* **Texto fornecido**:
++++

Dizem que “em equipa vencedora, não se mexe” e a máxima parece ter sido seguida pelo Papa Francisco, que à semelhança do que havia acontecido na primeira assembleia do Sínodo dos Bispos, voltou a encarregar o padre Timothy Radcliffe das meditações no retiro espiritual destinado aos 368 elementos que participarão na segunda sessão. A mensagem do dominicano inglês foi clara: é preciso dizer não aos narcisismos e aos medos, e dispor-se a ouvir com o coração aberto.
Apelando a uma “escuta paciente, imaginativa, inteligente”, Radcliffe pediu a todos os participantes que, nesta reta final do Sínodo, prestem particular atenção às perguntas dos outros “com respeito e sem medo”, porque só assim será possível encontrar “uma nova forma de viver no Espírito”.
“Chegamos a este Sínodo com muitas perguntas, por exemplo, sobre o papel das mulheres na Igreja. Essas são perguntas importantes. Mas elas não podem ser vistas apenas como perguntas sobre se algo será permitido ou recusado. Isso seria permanecer o mesmo tipo de Igreja”, ressalvou o pregador na primeira meditação da manhã desta segunda-feira, 30 de setembro.
O que é necessário trazer para o Sínodo, defendeu, são “as questões mais profundas nos nossos corações, questões desconcertantes que nos convidam a uma nova vida”, porque “se não tivermos perguntas, ou perguntas superficiais, a nossa fé está morta”.
Um grupo de “companheiros buscadores”… ou de “chatos”?
É também essencial que todos os participantes aprendam a dizer “nós” e consigam ver-se uns aos outros não como “representantes dos partidos da Igreja, aquele horrível cardeal conservador, aquela feminista assustadora”, mas como fratelli tutti, “companheiros buscadores, que estão feridos, mas alegres, porque “cada caminhante tem necessidade do outro”, incluindo daqueles que possam ter-se sentido excluídos até agora, como as mulheres, os teólogos e os párocos, exemplificou o padre dominicano, que na realidade são fundamentais, pois “sem eles, a Igreja não pode tornar-se verdadeiramente sinodal”.
O Sínodo, afirmou o religioso ao concluir a sua primeira meditação, “precisa de todos os caminhos para amar e buscar o Senhor, assim como nós precisamos dos buscadores do nosso tempo, mesmo que não partilhem a nossa fé”. Porque é abrindo-nos ao desejo de infinito do outro que poderemos “lançar o barco da missão”.
Missão essa que esteve no centro da segunda meditação, em que Radcliffe voltou a insistir na importância de perder o medo. E reconhecendo que, para quem não está “acostumado com este mundo do Vaticano, com os seus títulos grandiosos e roupas estranhas”, participar no Sínodo “pode ser intimidador”, o frade britânico colocou-se no lugar nos participantes: “Alguns de nós chegamos a esta Assembleia nervosos por não encontrarmos reconhecimento e aceitação. As nossas esperanças preciosas para a Igreja podem ser desprezadas. Podemos sentir-nos invisíveis”. Para depois perguntar, em jeito de desafio: “Ousamos falar e arriscar a rejeição?”. A resposta foi buscá-la a outro dominicano, Herbert McCabe, que dizia: “Se amas, serás ferido e até morto. Se não amas, já estás morto.” Ou seja: “Tornar-se vivo em Deus significa não ter medo de feridas”.

++++

* **Material apresentado**:
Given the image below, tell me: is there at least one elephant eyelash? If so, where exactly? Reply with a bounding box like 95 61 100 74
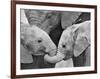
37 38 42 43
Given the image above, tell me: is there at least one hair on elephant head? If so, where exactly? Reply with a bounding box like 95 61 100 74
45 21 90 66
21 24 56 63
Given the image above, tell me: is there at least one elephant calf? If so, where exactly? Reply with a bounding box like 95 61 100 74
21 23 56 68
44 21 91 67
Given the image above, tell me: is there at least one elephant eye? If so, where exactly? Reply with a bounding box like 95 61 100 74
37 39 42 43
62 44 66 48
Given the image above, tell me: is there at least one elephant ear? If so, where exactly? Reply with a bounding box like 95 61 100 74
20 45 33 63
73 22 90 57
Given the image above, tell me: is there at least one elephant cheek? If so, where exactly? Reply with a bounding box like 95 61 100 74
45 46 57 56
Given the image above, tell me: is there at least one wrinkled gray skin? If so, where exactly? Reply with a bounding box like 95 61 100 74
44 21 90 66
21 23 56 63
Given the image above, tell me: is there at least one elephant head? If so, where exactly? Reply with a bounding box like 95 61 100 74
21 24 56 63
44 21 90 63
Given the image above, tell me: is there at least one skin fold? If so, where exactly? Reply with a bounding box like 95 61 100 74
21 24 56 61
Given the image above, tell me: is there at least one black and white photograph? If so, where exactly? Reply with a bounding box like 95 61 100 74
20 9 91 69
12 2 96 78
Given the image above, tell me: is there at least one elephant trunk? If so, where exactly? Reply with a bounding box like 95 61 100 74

++++

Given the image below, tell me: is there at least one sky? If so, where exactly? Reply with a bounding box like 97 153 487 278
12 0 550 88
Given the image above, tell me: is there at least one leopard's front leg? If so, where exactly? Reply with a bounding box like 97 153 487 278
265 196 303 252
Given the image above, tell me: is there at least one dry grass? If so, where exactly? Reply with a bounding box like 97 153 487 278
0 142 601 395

++++

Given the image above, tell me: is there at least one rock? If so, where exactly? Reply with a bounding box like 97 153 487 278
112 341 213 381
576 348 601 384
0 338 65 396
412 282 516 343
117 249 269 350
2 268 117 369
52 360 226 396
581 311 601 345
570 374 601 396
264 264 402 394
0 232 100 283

++++

* **Tarefa proposta A**: Traduza para inglês a frase do texto sobre o retiro do Sínodo "As nossas esperanças preciosas para a Igreja podem ser desprezadas."
* **Tarefa proposta B**: Enumere todas as pessoas referidas pelo nome no texto sobre o retiro do Sínodo.
* **Tarefa proposta C**: De acordo com o texto sobre o retiro do Sínodo, indique se cada afirmação é verdadeira e cite as palavras do texto que o determinam: (i) o retiro destinava-se a 368 elementos; (ii) a primeira meditação teve lugar na tarde de segunda-feira; (iii) Herbert McCabe era franciscano.
O material não desempenha qualquer papel nestas tarefas.

* **Resposta completa A**: Our precious hopes for the Church may be scorned.

* **Resposta completa B**: Papa Francisco; Timothy Radcliffe; Herbert McCabe

* **Resposta completa C**:
(i) Sim: "destinado aos 368 elementos que participarão na segunda sessão".
(ii) Não: "na primeira meditação da manhã desta segunda-feira, 30 de setembro".
(iii) Não: "outro dominicano, Herbert McCabe".